## Start
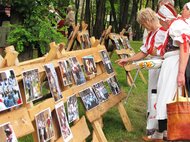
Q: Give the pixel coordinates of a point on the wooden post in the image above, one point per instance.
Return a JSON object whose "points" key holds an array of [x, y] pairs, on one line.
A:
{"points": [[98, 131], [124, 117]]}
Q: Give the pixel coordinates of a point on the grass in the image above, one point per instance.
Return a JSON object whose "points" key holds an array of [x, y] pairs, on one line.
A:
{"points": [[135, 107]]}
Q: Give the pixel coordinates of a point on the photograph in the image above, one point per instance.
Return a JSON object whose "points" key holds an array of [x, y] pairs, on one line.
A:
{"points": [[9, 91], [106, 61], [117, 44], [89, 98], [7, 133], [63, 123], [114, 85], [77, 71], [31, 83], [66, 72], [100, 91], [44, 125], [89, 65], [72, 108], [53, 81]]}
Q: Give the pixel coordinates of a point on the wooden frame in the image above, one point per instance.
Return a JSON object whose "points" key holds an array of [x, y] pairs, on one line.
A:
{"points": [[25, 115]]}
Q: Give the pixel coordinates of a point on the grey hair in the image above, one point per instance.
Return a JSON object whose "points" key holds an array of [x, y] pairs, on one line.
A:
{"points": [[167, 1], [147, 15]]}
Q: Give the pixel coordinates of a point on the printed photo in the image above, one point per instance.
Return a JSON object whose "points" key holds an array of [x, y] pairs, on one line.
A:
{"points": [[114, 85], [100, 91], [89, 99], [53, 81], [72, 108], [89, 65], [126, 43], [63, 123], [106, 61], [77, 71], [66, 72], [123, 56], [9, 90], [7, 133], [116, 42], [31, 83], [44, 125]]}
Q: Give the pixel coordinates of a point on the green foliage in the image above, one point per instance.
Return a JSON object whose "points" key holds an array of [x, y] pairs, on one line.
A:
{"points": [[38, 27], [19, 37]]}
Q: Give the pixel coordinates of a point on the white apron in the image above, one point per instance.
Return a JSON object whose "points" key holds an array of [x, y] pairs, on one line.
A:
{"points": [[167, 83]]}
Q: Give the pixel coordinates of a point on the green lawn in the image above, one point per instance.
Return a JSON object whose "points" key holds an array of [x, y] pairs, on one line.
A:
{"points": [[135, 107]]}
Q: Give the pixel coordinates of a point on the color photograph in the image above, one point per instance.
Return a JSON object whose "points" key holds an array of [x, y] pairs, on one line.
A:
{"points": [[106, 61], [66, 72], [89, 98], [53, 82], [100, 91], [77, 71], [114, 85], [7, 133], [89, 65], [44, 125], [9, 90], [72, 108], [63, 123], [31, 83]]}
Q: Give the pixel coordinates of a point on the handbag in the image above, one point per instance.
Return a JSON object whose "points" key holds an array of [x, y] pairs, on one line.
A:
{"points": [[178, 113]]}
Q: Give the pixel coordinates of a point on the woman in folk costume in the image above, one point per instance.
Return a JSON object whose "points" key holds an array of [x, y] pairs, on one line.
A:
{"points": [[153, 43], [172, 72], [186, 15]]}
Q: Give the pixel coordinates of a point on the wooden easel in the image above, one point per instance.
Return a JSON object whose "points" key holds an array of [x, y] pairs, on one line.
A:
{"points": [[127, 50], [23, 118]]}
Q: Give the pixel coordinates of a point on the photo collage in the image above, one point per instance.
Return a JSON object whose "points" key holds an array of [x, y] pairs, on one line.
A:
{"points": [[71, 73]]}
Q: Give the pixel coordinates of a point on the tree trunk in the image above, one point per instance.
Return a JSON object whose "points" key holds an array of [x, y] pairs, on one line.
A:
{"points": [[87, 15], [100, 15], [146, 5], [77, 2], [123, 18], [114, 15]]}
## End
• Work to complete: Copy out all the data without changing anything, and drop the pictures.

• Task output:
Q: Give the pixel coordinates of a point on the wooden post in the image above, one point per instance.
Return a JSON object whose "points" key holds an array of [x, y] pairs, on one line.
A:
{"points": [[98, 131], [124, 117]]}
Q: Give the pixel coordinates of a point on the grass in the image above, one point per instance.
Return a JSON object whose "points" key holds an array of [x, y] pairs, on one line.
A:
{"points": [[135, 107]]}
Q: Give the pixel coordinates of a point on the photograph in the image above, one point per instance.
Return a JSON object whose "points" key holds an array of [x, y] pairs, on one line.
A:
{"points": [[9, 91], [106, 61], [117, 44], [89, 98], [7, 133], [63, 123], [114, 85], [77, 71], [31, 83], [66, 72], [100, 91], [44, 125], [89, 65], [72, 108], [53, 81]]}
Q: Give the pixel coordinates of a point on the wooden frame in the image above, one point per instance.
Return a JSON object whose "points" key holds an array of [x, y] pairs, on one line.
A:
{"points": [[25, 115]]}
Q: Give the pixel coordinates of a point on the grey hair in the image above, one point per instance.
Return a JSON object whose "points" key holds an array of [x, y] pairs, on one line.
A:
{"points": [[167, 1], [147, 15]]}
Q: Give the pixel coordinates of a point on the printed photo in the image above, one point per instance.
Return a JSON object whose "points" key holds an array of [x, y] pairs, on one line.
A:
{"points": [[114, 85], [100, 91], [89, 99], [53, 81], [72, 108], [89, 65], [126, 43], [63, 123], [106, 61], [77, 71], [66, 72], [123, 56], [9, 90], [7, 133], [116, 42], [31, 83], [44, 125]]}
Q: Give the pixel coordinates of a point on the green foliage in the image above, one point per instance.
Return a JSON object whose "points" key holds an array of [x, y] pairs, on one line.
A:
{"points": [[38, 27], [19, 37]]}
Q: Give the pixel coordinates of a point on the white apron in the image above, one point per instance.
Return a JSON object whose "points" key holds an array of [x, y] pairs, on one line.
A:
{"points": [[167, 83]]}
Q: Give the pixel coordinates of a point on the green lawn in the image above, one point per instance.
Return a JSON object whose "points" key holds an array of [x, y] pairs, on one line.
A:
{"points": [[135, 107]]}
Q: Give the pixel coordinates of a point on the color photograph in the image above, one point per instance.
Return a JSON object whose "points" key holds an array of [x, y] pairs, on one line.
A:
{"points": [[106, 61], [66, 72], [89, 98], [53, 82], [100, 91], [77, 71], [114, 85], [7, 133], [89, 65], [44, 125], [9, 90], [72, 108], [63, 123], [31, 83]]}
Q: Give the pixel coordinates of a point on the handbag in the image above, one point per instance.
Return a JSON object whose "points" key holds an array of [x, y] pairs, on one line.
A:
{"points": [[178, 113]]}
Q: Give the pixel coordinates of a point on the woman in folk costume in the image above, one point per instance.
Return a JSON object whose "points" key holds an array of [x, y] pairs, on one line.
A:
{"points": [[153, 43], [172, 72], [186, 15]]}
Q: Give the pixel coordinates of a point on the wooden easel in the image above, one point per instance.
Return a JSON object whose "points" key holds an array of [x, y] pairs, on one line.
A:
{"points": [[127, 50], [23, 118]]}
Q: Give the pixel coordinates of a point on the photo collage in the image above, one point per instance.
Return a JSON object whose "points" key holds an array of [x, y] pairs, on one line.
A:
{"points": [[71, 73]]}
Q: Give the pixel coordinates of a point on the tree trunk in the image above, one point per instance.
Return a JSON object whose "points" key holds an array of [x, y] pairs, on one line.
A:
{"points": [[87, 15], [100, 15], [146, 5], [77, 2], [123, 18], [114, 15]]}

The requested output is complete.